— Source —

After months of traveling, couch surfing and subletting, we have finally signed a lease agreement and a work contract that will see us through the next year. This is a cause for celebration since I have recently come to realise (on my walk to work in the drizzle this morning) that London is where I am meant to be for the foreseeable future.
Secretly, it doesn’t bother me that winter has bypassed spring. Perhaps I was made for this weather and this lifestyle.
Having recently arrived back from two glorious weeks in the Egyptian sun, many colleagues have commented on the supposed tan I have allegedly gained during our Nubian and beaches adventure. However, my Australian friends laugh at the patchy reddish / light brown colour I have developed while away and asked when my sunburn will start to fade.
In the words of Mark Twain, “Denial is not just a river that runs through Egypt”.
I think that I have been living in denial for the past 20-something years and it is finally time for me to give in.
I am the Australian who does not tan.
At the moment I am sporting a few more freckles and a light and patchy excuse for a tan (that I top up with Dove tanning moisturiser once a week). At least now I can look down at my arms and not see through them like I could a month ago.
Don’t get me wrong, celebrating our first wedding anniversary (and my birthday) in Egypt was a truly amazing adventure, and I hope that everyone has the chance to experience Egypt like we did. But, after two weeks of continuous burning sun I am secretly glad to be back to the cool weather and patchy sunlight of London.

— Excerpted records —

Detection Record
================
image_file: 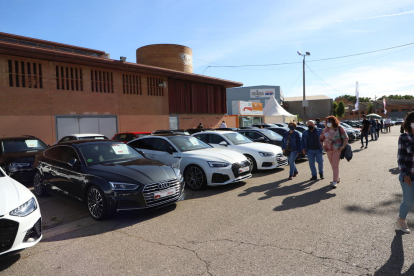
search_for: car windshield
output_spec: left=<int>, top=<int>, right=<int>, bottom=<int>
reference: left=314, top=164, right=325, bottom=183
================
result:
left=79, top=143, right=144, bottom=165
left=168, top=136, right=211, bottom=152
left=79, top=136, right=108, bottom=140
left=262, top=129, right=283, bottom=140
left=223, top=132, right=253, bottom=145
left=1, top=138, right=47, bottom=153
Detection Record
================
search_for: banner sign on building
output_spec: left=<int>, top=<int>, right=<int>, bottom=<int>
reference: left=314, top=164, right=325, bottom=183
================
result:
left=250, top=88, right=275, bottom=98
left=238, top=101, right=263, bottom=116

— Task —
Copy the whole blog post about settling in London, word for word. The data above plays no part in this.

— The output —
After months of traveling, couch surfing and subletting, we have finally signed a lease agreement and a work contract that will see us through the next year. This is a cause for celebration since I have recently come to realise (on my walk to work in the drizzle this morning) that London is where I am meant to be for the foreseeable future.
Secretly, it doesn’t bother me that winter has bypassed spring. Perhaps I was made for this weather and this lifestyle.
Having recently arrived back from two glorious weeks in the Egyptian sun, many colleagues have commented on the supposed tan I have allegedly gained during our Nubian and beaches adventure. However, my Australian friends laugh at the patchy reddish / light brown colour I have developed while away and asked when my sunburn will start to fade.
In the words of Mark Twain, “Denial is not just a river that runs through Egypt”.
I think that I have been living in denial for the past 20-something years and it is finally time for me to give in.
I am the Australian who does not tan.
At the moment I am sporting a few more freckles and a light and patchy excuse for a tan (that I top up with Dove tanning moisturiser once a week). At least now I can look down at my arms and not see through them like I could a month ago.
Don’t get me wrong, celebrating our first wedding anniversary (and my birthday) in Egypt was a truly amazing adventure, and I hope that everyone has the chance to experience Egypt like we did. But, after two weeks of continuous burning sun I am secretly glad to be back to the cool weather and patchy sunlight of London.